#### [Instruction]
Rewrite the records below with "motorbike" in place of each "motorcycle", keeping everything else the same.

(Coordinate annotation entries)
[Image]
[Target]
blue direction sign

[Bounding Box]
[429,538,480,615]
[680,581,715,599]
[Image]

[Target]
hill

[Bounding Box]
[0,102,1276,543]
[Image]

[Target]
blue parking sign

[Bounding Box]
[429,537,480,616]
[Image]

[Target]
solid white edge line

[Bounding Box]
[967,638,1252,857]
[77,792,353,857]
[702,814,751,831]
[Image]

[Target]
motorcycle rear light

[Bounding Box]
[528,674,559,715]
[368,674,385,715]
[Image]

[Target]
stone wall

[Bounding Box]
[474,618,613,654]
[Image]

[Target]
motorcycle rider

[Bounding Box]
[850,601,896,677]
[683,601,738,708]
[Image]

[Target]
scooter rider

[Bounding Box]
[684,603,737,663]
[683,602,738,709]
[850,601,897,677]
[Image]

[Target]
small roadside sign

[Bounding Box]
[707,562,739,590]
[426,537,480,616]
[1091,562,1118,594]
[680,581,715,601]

#### [Problem solution]
[Image]
[Target]
blue direction sign

[Bounding Box]
[429,538,480,615]
[680,581,715,599]
[Image]

[Target]
hill

[Bounding Box]
[0,102,1276,543]
[Image]

[Target]
blue parking sign

[Bounding Box]
[429,537,480,616]
[Image]

[Target]
solid white edge line

[Bounding Box]
[967,638,1252,857]
[77,792,353,857]
[702,814,751,831]
[Image]

[Target]
motorbike rear light

[Bounding Box]
[528,674,559,715]
[368,674,385,715]
[Image]

[Target]
stone wall

[Bounding Box]
[474,618,613,654]
[Image]

[Target]
motorbike rider

[Bounding Box]
[850,601,896,677]
[683,601,738,708]
[Image]

[Target]
scooter rider

[Bounding Box]
[684,603,737,663]
[683,602,738,709]
[850,601,897,677]
[Image]

[Target]
small roadside sign

[Bounding Box]
[707,562,739,590]
[426,537,480,616]
[1091,562,1118,594]
[680,581,715,601]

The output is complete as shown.